Exercise description
Update the lines of the material so that every occurrence of "rough mask" becomes "coarse mask", and leave everything else unchanged. Omit the pictures from your answer.

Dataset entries
Content starts
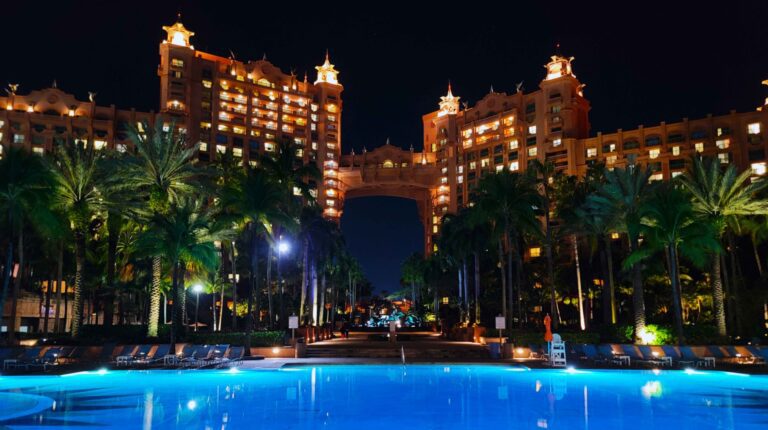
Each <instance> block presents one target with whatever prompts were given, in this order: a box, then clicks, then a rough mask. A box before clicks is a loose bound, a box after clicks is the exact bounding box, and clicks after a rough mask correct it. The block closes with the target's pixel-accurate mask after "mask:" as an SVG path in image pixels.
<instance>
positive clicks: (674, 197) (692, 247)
mask: <svg viewBox="0 0 768 430" xmlns="http://www.w3.org/2000/svg"><path fill="white" fill-rule="evenodd" d="M641 217H642V218H641V221H640V222H641V232H642V235H643V239H644V240H643V244H642V245H641V246H640V248H638V249H636V250H635V251H634V252H633V253H632V254H630V255H629V257H628V258H627V259H626V260H625V262H624V265H625V267H631V266H632V265H633V264H636V263H637V262H638V261H640V260H643V259H646V258H648V257H651V256H652V255H655V254H656V253H658V252H663V253H664V256H665V258H666V261H667V270H668V272H669V279H670V281H671V286H672V302H673V303H672V308H673V309H674V320H675V331H676V333H677V339H678V343H680V344H682V343H685V338H684V336H683V313H682V303H681V297H682V292H681V287H680V269H679V256H680V255H682V256H684V257H686V258H687V259H689V260H690V261H692V262H693V263H694V264H695V265H697V266H699V267H702V266H704V264H705V262H706V261H707V260H708V259H709V256H710V255H712V254H717V252H718V251H719V249H720V245H719V243H718V241H717V239H716V237H715V230H714V228H713V226H712V225H711V224H709V223H708V222H707V221H706V220H702V219H701V217H700V216H697V214H696V213H695V212H694V210H693V205H692V204H691V200H690V196H689V195H688V194H686V193H684V192H683V191H682V190H680V189H678V188H676V187H675V185H673V184H669V183H667V184H664V185H663V186H660V187H659V188H658V189H657V190H656V191H655V192H654V193H653V196H652V197H651V198H650V199H649V200H648V201H646V202H645V204H644V205H643V207H642V208H641Z"/></svg>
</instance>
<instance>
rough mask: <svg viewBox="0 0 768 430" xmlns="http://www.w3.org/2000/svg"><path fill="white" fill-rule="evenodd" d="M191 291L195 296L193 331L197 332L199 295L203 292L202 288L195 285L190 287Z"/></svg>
mask: <svg viewBox="0 0 768 430" xmlns="http://www.w3.org/2000/svg"><path fill="white" fill-rule="evenodd" d="M192 291H194V292H195V295H196V296H197V298H196V301H195V331H197V317H198V315H200V293H201V292H202V291H203V286H202V285H200V284H195V285H193V286H192Z"/></svg>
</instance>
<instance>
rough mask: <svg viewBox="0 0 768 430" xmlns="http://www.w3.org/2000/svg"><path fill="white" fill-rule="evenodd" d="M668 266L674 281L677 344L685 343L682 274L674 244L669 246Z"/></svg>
mask: <svg viewBox="0 0 768 430" xmlns="http://www.w3.org/2000/svg"><path fill="white" fill-rule="evenodd" d="M665 254H666V256H667V267H668V268H669V278H670V280H671V283H672V308H673V310H674V313H675V332H676V334H677V344H678V345H683V344H684V343H685V336H684V334H683V311H682V306H681V303H680V275H679V273H678V265H677V250H676V249H675V247H674V246H667V249H666V252H665Z"/></svg>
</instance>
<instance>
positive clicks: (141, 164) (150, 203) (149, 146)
mask: <svg viewBox="0 0 768 430" xmlns="http://www.w3.org/2000/svg"><path fill="white" fill-rule="evenodd" d="M166 130H167V131H166ZM128 136H129V137H130V139H131V142H132V143H133V145H134V148H135V154H134V156H132V157H128V158H127V159H125V161H124V162H123V163H121V164H120V165H119V168H118V169H116V174H115V175H114V176H113V180H114V181H113V184H114V187H115V188H116V189H117V190H122V189H128V190H132V191H133V192H134V193H136V194H137V195H140V196H142V197H144V196H146V206H145V207H144V208H143V209H144V210H143V211H141V212H140V213H139V215H140V216H141V217H142V218H143V219H145V220H148V219H150V218H152V217H154V216H156V215H164V214H167V213H168V211H169V210H170V208H171V205H172V204H174V203H177V202H178V201H179V199H180V198H182V197H184V196H189V195H193V194H194V193H196V192H199V191H200V189H199V188H198V187H197V184H198V181H199V179H200V176H201V174H202V173H203V172H202V171H201V169H199V168H197V167H196V166H195V165H194V164H193V157H194V155H195V152H196V151H197V145H196V144H195V145H189V144H188V143H187V140H186V136H185V135H184V134H183V133H180V132H178V131H177V130H176V127H175V124H170V126H168V125H166V124H165V123H164V120H163V118H162V117H158V118H157V119H156V120H155V124H153V125H151V126H150V125H149V124H148V123H146V122H145V123H142V124H141V125H139V126H130V127H129V129H128ZM161 258H162V257H161V256H159V255H157V256H154V257H153V260H152V288H151V290H150V303H149V321H148V327H147V336H149V337H157V328H158V325H157V323H158V320H159V318H160V283H161V278H162V259H161Z"/></svg>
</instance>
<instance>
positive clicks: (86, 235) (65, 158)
mask: <svg viewBox="0 0 768 430" xmlns="http://www.w3.org/2000/svg"><path fill="white" fill-rule="evenodd" d="M99 158H100V155H99V154H98V153H97V152H96V150H95V149H94V146H93V145H92V144H88V145H87V146H85V147H84V146H83V145H81V144H76V143H72V142H70V143H68V144H66V145H65V146H64V147H61V148H59V149H58V150H57V151H56V155H55V158H54V161H53V162H52V163H50V171H51V173H52V175H53V179H54V182H55V186H54V192H53V195H52V199H53V205H54V207H56V208H57V209H58V210H60V211H61V212H62V213H63V214H64V215H65V216H66V218H67V221H68V222H69V224H70V226H71V228H72V233H73V234H74V242H75V297H74V303H73V310H72V316H73V319H72V337H77V336H78V335H79V334H80V324H81V323H82V321H81V317H82V310H83V309H82V306H83V304H82V294H83V271H84V270H85V253H86V240H87V237H88V228H89V225H90V223H91V220H92V219H93V218H94V217H95V216H96V215H97V214H98V213H99V211H100V210H101V209H102V207H103V199H102V198H101V194H100V193H99V191H98V189H97V188H96V186H97V184H99V183H100V180H99V176H98V174H99V172H98V162H99Z"/></svg>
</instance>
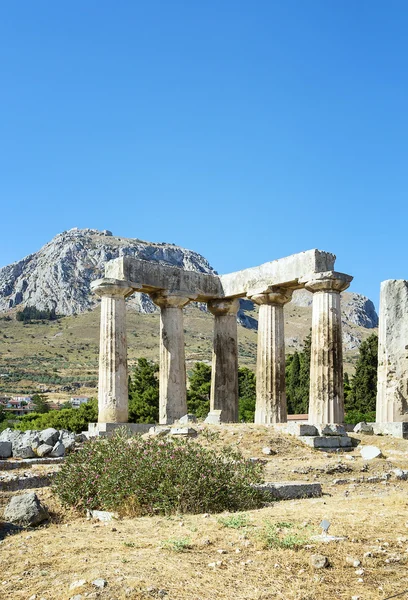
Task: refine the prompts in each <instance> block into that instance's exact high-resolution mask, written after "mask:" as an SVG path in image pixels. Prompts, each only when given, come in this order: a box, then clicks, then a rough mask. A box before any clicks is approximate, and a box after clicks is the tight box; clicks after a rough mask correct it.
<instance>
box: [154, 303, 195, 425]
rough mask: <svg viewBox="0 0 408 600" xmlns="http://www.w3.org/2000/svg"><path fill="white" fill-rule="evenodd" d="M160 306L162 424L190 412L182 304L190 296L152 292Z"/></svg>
mask: <svg viewBox="0 0 408 600" xmlns="http://www.w3.org/2000/svg"><path fill="white" fill-rule="evenodd" d="M151 298H152V300H153V302H154V303H155V304H157V306H159V307H160V372H159V393H160V401H159V423H160V424H163V425H167V424H172V423H174V421H176V420H178V419H180V418H181V417H183V416H184V415H185V414H186V413H187V389H186V360H185V350H184V325H183V307H184V306H186V304H188V303H189V302H190V298H186V297H184V296H177V295H173V294H166V293H158V294H151Z"/></svg>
Content ends
Solution
Each <instance> block presents one target with whatever prompts were given, in this order: a box, then clicks, then a coarse mask. A box before clicks is a loose bound, a box after clicks is the exact bounding box, and clicks after a coarse mask correct it. The block closes with the target's pixel-accurate mask after "mask:" as an SVG path in image pixels.
<instance>
positive clicks: (674, 197) (692, 247)
mask: <svg viewBox="0 0 768 430" xmlns="http://www.w3.org/2000/svg"><path fill="white" fill-rule="evenodd" d="M641 217H642V218H641V221H640V222H641V232H642V235H643V239H644V240H643V244H642V245H641V246H640V248H638V249H636V250H635V251H634V252H633V253H632V254H630V255H629V257H628V258H627V259H626V260H625V262H624V265H625V267H631V266H632V265H633V264H636V263H637V262H638V261H640V260H643V259H646V258H648V257H651V256H652V255H655V254H656V253H658V252H663V253H664V256H665V258H666V261H667V270H668V272H669V279H670V281H671V286H672V302H673V303H672V308H673V309H674V320H675V331H676V333H677V339H678V343H680V344H682V343H685V338H684V336H683V313H682V303H681V297H682V292H681V287H680V269H679V256H680V255H682V256H684V257H686V258H687V259H689V260H690V261H692V262H693V263H694V264H695V265H697V266H699V267H702V266H704V264H705V262H706V261H707V260H708V259H709V256H710V255H712V254H717V252H718V251H719V249H720V245H719V243H718V241H717V239H716V237H715V230H714V228H713V226H712V225H711V224H709V223H708V222H707V221H706V220H702V219H701V217H700V216H697V214H696V213H695V212H694V210H693V205H692V204H691V200H690V196H689V195H688V194H686V193H684V192H683V191H682V190H680V189H678V188H676V187H675V185H673V184H669V183H667V184H664V185H663V186H660V187H659V188H658V189H657V190H656V191H655V192H654V193H653V196H652V197H651V198H650V199H649V200H648V201H646V202H645V204H644V205H643V207H642V208H641Z"/></svg>
</instance>
<instance>
coarse mask: <svg viewBox="0 0 768 430" xmlns="http://www.w3.org/2000/svg"><path fill="white" fill-rule="evenodd" d="M191 291L195 296L193 331L197 332L199 295L203 292L202 288L195 285L190 287Z"/></svg>
mask: <svg viewBox="0 0 768 430" xmlns="http://www.w3.org/2000/svg"><path fill="white" fill-rule="evenodd" d="M192 291H194V292H195V295H196V296H197V298H196V301H195V331H197V317H198V315H200V293H201V292H202V291H203V286H202V285H200V284H195V285H193V286H192Z"/></svg>
</instance>
<instance>
coarse mask: <svg viewBox="0 0 768 430" xmlns="http://www.w3.org/2000/svg"><path fill="white" fill-rule="evenodd" d="M668 266L674 281L677 344L685 343L682 274L674 244L669 246Z"/></svg>
mask: <svg viewBox="0 0 768 430" xmlns="http://www.w3.org/2000/svg"><path fill="white" fill-rule="evenodd" d="M665 254H666V256H667V267H668V268H669V278H670V280H671V283H672V308H673V310H674V313H675V332H676V334H677V344H678V345H683V344H684V343H685V336H684V334H683V311H682V306H681V303H680V275H679V273H678V265H677V250H676V249H675V247H674V246H667V249H666V252H665Z"/></svg>
</instance>
<instance>
positive clicks: (141, 164) (150, 203) (149, 146)
mask: <svg viewBox="0 0 768 430" xmlns="http://www.w3.org/2000/svg"><path fill="white" fill-rule="evenodd" d="M166 130H167V131H166ZM128 136H129V137H130V139H131V142H132V143H133V145H134V148H135V154H134V156H132V157H128V158H127V159H125V161H124V162H123V163H121V164H120V165H119V168H118V169H116V174H115V175H114V176H113V180H114V181H113V184H114V187H115V188H116V189H117V190H122V189H128V190H132V191H133V192H134V193H136V194H137V195H140V196H142V197H144V196H146V206H145V207H144V208H143V209H144V210H143V211H141V212H140V213H139V215H140V216H141V217H142V218H143V219H145V220H148V219H150V218H152V217H154V216H156V215H164V214H167V213H168V211H169V210H170V208H171V205H172V204H174V203H177V202H178V201H179V199H180V198H182V197H184V196H189V195H193V194H194V193H196V192H199V191H200V189H199V188H198V187H197V184H198V181H199V179H200V176H201V174H202V173H203V172H202V171H201V169H199V168H197V167H196V166H195V165H194V164H193V157H194V155H195V152H196V151H197V145H196V144H195V145H189V144H188V143H187V140H186V136H185V135H184V134H183V133H180V132H178V131H177V130H176V127H175V124H170V126H168V125H166V124H165V123H164V120H163V118H162V117H158V118H157V119H156V120H155V124H153V125H151V126H150V125H149V124H148V123H146V122H145V123H142V124H141V125H139V126H130V127H129V129H128ZM161 258H162V257H161V256H159V255H157V256H154V257H153V260H152V288H151V290H150V303H149V321H148V327H147V336H149V337H157V328H158V325H157V323H158V320H159V318H160V283H161V278H162V259H161Z"/></svg>
</instance>
<instance>
positive clicks: (86, 235) (65, 158)
mask: <svg viewBox="0 0 768 430" xmlns="http://www.w3.org/2000/svg"><path fill="white" fill-rule="evenodd" d="M99 158H100V155H99V154H98V153H97V152H96V150H95V149H94V146H93V145H92V144H88V145H87V146H85V147H84V146H83V145H81V144H76V143H72V142H70V143H68V144H66V145H65V146H64V147H61V148H59V149H58V150H57V151H56V155H55V158H54V161H53V162H52V163H50V171H51V173H52V175H53V179H54V182H55V186H54V192H53V195H52V199H53V205H54V207H56V208H57V209H58V210H60V211H61V212H62V213H63V214H64V215H65V216H66V218H67V221H68V222H69V224H70V226H71V228H72V233H73V234H74V242H75V297H74V303H73V310H72V316H73V319H72V337H77V336H78V335H79V334H80V324H81V323H82V321H81V317H82V310H83V309H82V306H83V304H82V294H83V271H84V270H85V253H86V240H87V237H88V228H89V225H90V223H91V220H92V219H93V218H94V217H95V216H96V215H97V214H98V213H99V211H100V210H101V209H102V207H103V199H102V198H101V194H100V193H99V191H98V189H97V188H96V186H97V184H99V183H100V180H99V176H98V174H99V172H98V162H99Z"/></svg>
</instance>
Task: refine the prompts in each <instance> block into that instance's exact high-resolution mask, written after "mask:" as an SVG path in image pixels. Prompts, each only when given, come in this order: a box, then clicks, then a coarse mask. A box before any clicks is approximate, and a box after clicks is the tight box; clicks after a coarse mask correct it.
<instance>
box: [154, 303, 195, 425]
coarse mask: <svg viewBox="0 0 408 600" xmlns="http://www.w3.org/2000/svg"><path fill="white" fill-rule="evenodd" d="M160 306L162 424L190 412L182 304L190 296L152 292Z"/></svg>
mask: <svg viewBox="0 0 408 600" xmlns="http://www.w3.org/2000/svg"><path fill="white" fill-rule="evenodd" d="M151 298H152V300H153V302H154V303H155V304H157V306H159V307H160V372H159V393H160V401H159V423H160V424H163V425H167V424H172V423H174V421H176V420H178V419H180V418H181V417H183V416H184V415H185V414H186V413H187V389H186V360H185V350H184V325H183V307H184V306H186V304H188V303H189V302H190V298H186V297H184V296H177V295H173V294H166V293H158V294H151Z"/></svg>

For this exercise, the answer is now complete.